Ejercicios propuestos =>
a) En el texto sobre el puerto de la libertad, ¿con qué se compara el alma aprisionada en la carne?
b) Reproduce el pasaje del texto sobre el puerto de la libertad que va desde "El puerto de" hasta "conocimiento de Dios.", ambos incluidos.
c) Prosigue el texto sobre el puerto de la libertad a partir de su última oración.

Bloque de texto =>
El puerto de la libertad
El alma, aprisionada en la carne, es como un navío en medio de la tormenta. El mundo y el tratado es claro en esto no es el hogar, sino el mar incierto, caótico y peligroso. La mente humana, en su estado común, no es un instrumento de conocimiento, sino una prisión más: dispersa, manipulable, adicta a sí misma. ¿Hay tierra firme? Sí. Pero no en este mundo. El puerto está dentro. No es físico, ni mental, ni emocional. Es un estado del ser. Un anclaje en la sobriedad interior. La sobriedad no como represión, sino como lucidez. Allí, donde cesa el oleaje del deseo y se aquieta la tempestad de las emociones, comienza a ser posible la ancla: el retorno al conocimiento de Dios.
Desgarrar la vestidura, el acto sagrado
Aquí el tratado alcanza su tono más vehemente. No basta con querer saber. No basta con leer, estudiar, filosofar. Hay que desgarrar. La ignorancia no es un vacío, sino una entidad activa, astuta, una sombra que habita en lo más íntimo. No está afuera: es un parásito interno que susurra con nuestra voz, justifica nuestros actos, se disfraza de sentido común, de autoayuda, de espiritualidad superficial. Es el enemigo vestido con nuestra piel.

Registros de un conjunto de datos
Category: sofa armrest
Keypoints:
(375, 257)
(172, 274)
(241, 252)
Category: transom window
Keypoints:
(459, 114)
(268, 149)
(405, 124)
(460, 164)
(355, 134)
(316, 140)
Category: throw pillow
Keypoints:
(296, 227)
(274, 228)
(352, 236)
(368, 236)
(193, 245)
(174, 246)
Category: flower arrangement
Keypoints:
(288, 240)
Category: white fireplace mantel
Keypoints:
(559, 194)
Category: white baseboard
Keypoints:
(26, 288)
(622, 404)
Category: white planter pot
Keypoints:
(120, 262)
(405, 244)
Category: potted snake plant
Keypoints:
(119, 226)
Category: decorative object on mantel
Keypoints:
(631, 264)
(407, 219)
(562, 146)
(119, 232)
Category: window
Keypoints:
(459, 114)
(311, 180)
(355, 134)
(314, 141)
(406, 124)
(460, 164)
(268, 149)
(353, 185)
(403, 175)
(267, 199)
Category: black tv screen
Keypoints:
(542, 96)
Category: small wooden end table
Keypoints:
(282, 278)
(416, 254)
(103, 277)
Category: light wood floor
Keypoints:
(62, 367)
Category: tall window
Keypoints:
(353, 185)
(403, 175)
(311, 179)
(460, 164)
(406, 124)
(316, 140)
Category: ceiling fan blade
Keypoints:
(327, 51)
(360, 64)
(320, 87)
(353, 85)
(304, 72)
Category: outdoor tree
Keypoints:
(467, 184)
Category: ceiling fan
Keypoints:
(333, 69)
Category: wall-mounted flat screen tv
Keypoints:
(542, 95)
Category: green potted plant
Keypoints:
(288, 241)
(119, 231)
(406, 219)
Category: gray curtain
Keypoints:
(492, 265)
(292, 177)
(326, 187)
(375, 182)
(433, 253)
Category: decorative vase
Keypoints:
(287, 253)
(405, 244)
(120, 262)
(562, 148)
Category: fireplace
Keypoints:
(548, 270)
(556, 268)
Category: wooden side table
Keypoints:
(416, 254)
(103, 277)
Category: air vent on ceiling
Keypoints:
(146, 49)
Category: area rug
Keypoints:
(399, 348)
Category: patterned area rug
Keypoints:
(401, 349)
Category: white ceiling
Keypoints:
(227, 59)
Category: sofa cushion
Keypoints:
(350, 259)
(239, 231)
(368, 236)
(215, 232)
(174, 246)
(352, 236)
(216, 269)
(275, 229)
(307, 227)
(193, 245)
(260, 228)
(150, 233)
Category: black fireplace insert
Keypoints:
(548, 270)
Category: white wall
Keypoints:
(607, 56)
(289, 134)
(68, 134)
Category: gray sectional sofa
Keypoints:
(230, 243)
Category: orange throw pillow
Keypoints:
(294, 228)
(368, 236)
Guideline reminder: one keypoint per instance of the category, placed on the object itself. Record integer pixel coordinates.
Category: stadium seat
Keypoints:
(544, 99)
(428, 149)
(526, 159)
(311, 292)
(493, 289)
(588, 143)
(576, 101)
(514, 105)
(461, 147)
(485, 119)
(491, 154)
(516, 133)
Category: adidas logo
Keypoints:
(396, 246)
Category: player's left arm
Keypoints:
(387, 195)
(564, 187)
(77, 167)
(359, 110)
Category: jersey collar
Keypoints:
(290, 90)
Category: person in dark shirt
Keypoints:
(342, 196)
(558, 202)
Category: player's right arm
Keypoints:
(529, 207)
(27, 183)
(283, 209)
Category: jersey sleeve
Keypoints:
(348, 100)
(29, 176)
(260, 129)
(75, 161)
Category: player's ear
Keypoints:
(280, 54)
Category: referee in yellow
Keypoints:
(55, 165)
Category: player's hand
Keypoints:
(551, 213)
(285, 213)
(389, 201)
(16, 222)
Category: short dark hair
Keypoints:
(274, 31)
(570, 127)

Respuestas =>
a) Con un navío en medio de la tormenta.

b)
El puerto de la libertad
El alma, aprisionada en la carne, es como un navío en medio de la tormenta. El mundo y el tratado es claro en esto no es el hogar, sino el mar incierto, caótico y peligroso. La mente humana, en su estado común, no es un instrumento de conocimiento, sino una prisión más: dispersa, manipulable, adicta a sí misma. ¿Hay tierra firme? Sí. Pero no en este mundo. El puerto está dentro. No es físico, ni mental, ni emocional. Es un estado del ser. Un anclaje en la sobriedad interior. La sobriedad no como represión, sino como lucidez. Allí, donde cesa el oleaje del deseo y se aquieta la tempestad de las emociones, comienza a ser posible la ancla: el retorno al conocimiento de Dios.

c)
Desgarrar esa vestidura no es un acto simbólico ni poético. Es un acto iniciático, brutal y transformador. Implica arrancarse la piel del viejo hombre, morir a todo lo conocido y, desde esa muerte, nacer con ojos nuevos. La ignorancia es el cadáver sensible que llevamos puesto. Y mientras no lo reconozcamos como tal, seguiremos llamando vida a la muerte, luz a la sombra, libertad a la esclavitud. Porque ese enemigo nos ama para poseernos, nos odia para dominarnos, nos cela para que no veamos.
El tratado no deja dudas: la mayor desgracia no es el dolor físico, ni la pérdida emocional, ni siquiera la muerte. La mayor desgracia es no conocer a Dios. Pero no al dios de las iglesias, ni de las ideas, ni de los templos externos. Se trata del Dios Viviente que habita en el fondo del corazón, más allá de todo lenguaje. No conocerle es vivir con el alma encadenada. Es respirar dentro de una tumba. Es caminar dormido creyendo que se está despierto.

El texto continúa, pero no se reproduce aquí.